• [WORK INSTRUCTIONS] Lift out, unaltered, the lines of the material below between the line holding "Practice. Point out each instance of the hillside" and the line holding "Practice. Point out each instance of the rock", counting both.

◇ ◇ ◇ ◇ ◇ ◇ ◇

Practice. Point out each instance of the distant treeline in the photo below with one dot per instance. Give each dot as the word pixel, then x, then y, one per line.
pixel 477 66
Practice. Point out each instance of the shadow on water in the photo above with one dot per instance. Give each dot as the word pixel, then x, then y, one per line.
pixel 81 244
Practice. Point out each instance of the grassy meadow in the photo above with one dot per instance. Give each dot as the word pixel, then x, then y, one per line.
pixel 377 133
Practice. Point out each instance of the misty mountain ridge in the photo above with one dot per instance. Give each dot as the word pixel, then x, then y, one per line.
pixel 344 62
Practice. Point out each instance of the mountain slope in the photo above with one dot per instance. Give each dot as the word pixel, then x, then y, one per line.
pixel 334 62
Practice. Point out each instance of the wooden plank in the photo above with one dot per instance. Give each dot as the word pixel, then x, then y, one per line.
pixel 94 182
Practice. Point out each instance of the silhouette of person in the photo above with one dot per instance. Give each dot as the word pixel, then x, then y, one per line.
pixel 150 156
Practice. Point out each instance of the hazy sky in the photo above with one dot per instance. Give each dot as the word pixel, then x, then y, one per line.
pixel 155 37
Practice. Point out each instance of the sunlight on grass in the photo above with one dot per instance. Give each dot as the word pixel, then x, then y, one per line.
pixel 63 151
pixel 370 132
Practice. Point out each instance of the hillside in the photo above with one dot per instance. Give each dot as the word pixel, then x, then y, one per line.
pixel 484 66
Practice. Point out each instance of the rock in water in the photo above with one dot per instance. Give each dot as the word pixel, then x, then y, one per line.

◇ ◇ ◇ ◇ ◇ ◇ ◇

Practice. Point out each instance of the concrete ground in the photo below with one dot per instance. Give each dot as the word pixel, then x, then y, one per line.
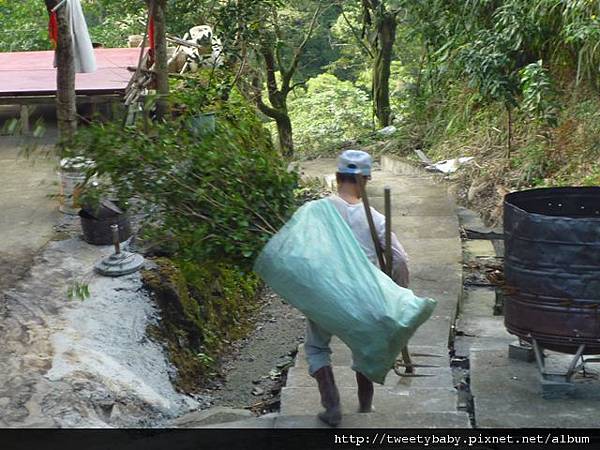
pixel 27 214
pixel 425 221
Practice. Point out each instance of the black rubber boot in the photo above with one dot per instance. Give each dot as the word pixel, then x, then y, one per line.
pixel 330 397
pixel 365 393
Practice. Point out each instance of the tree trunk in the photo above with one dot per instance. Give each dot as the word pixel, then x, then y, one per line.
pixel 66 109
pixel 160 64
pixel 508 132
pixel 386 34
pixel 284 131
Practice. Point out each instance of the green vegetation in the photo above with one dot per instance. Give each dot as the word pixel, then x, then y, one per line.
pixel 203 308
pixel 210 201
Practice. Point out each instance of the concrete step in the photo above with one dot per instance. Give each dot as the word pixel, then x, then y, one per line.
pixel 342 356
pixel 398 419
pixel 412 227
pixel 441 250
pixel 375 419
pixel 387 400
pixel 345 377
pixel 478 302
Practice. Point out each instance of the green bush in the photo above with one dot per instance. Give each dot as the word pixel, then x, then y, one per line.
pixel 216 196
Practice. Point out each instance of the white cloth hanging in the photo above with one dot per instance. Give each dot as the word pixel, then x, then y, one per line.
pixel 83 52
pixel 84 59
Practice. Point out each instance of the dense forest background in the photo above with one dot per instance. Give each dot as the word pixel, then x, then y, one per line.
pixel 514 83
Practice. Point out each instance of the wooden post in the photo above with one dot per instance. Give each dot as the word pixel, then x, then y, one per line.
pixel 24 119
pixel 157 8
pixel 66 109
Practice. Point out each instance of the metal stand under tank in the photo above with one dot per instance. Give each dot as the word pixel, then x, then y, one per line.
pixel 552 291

◇ ◇ ◇ ◇ ◇ ◇ ◇

• [RESPONSE TO THE TASK]
Practice. Point out each instance of the hillside in the photo above with one dot per instance. Give each dot as the word pixel, then x, then y, one per line.
pixel 484 66
Practice. Point out each instance of the rock in water in the photo above with one dot per instance. Give each dot as the word pixel, then x, then y, one per line.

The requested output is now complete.